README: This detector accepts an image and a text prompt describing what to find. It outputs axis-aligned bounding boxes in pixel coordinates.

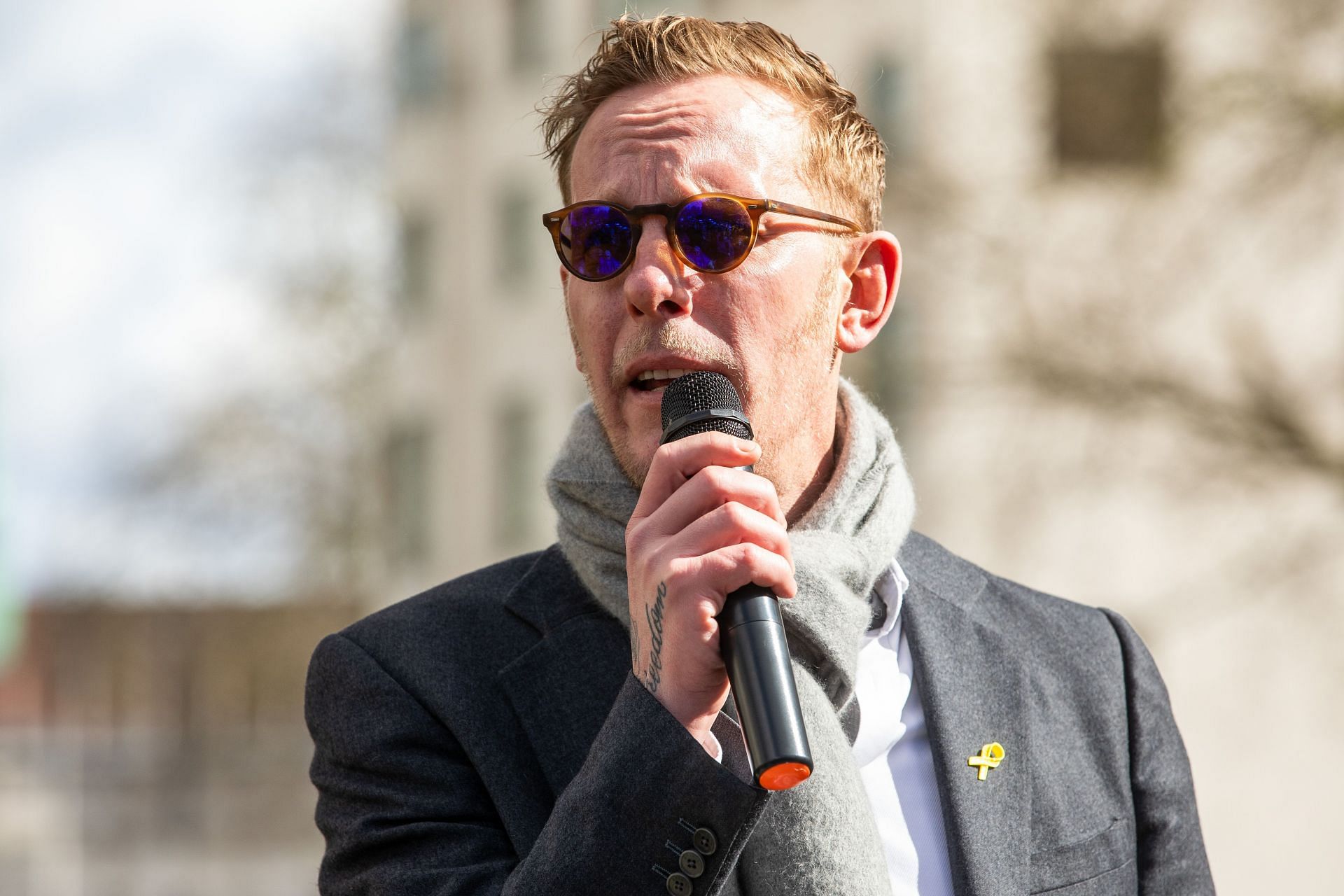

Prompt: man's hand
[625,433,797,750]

---------------

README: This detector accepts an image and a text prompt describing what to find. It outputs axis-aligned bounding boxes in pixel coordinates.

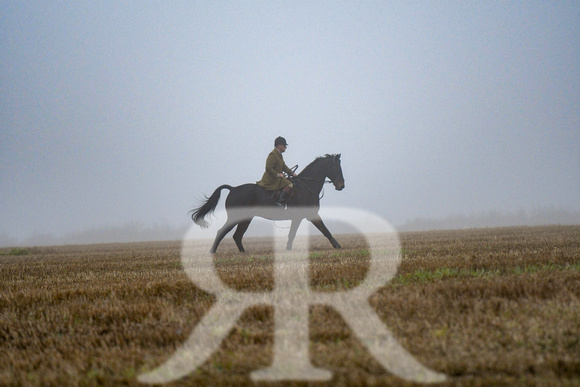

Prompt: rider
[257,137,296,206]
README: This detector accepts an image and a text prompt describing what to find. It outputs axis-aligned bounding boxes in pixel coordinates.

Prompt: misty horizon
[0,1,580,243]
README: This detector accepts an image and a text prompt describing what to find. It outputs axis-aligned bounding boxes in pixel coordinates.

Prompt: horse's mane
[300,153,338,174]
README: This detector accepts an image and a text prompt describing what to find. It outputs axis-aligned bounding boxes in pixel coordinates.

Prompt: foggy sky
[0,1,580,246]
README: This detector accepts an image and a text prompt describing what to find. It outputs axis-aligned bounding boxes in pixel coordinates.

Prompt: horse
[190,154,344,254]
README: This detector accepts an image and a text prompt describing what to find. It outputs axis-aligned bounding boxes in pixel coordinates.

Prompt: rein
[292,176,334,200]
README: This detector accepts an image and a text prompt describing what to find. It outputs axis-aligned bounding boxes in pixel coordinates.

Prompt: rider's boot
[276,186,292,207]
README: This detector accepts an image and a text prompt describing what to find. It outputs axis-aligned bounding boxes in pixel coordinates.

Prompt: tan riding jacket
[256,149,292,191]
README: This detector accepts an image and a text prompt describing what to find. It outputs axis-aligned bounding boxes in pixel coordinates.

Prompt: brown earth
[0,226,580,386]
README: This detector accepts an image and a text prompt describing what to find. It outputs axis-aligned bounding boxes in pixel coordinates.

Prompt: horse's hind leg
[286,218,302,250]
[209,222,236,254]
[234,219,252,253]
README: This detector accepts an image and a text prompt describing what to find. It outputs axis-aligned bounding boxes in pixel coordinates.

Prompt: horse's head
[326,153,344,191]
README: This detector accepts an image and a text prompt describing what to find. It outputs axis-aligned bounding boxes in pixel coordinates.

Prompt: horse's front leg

---------------

SET EXERCISE. From the records above, copy each line that contains the string "horse". Case counts.

EXPECTED ANSWER.
Prompt: horse's mane
Prompt: horse
Prompt: horse's hind leg
Prompt: horse's head
Prompt: horse's front leg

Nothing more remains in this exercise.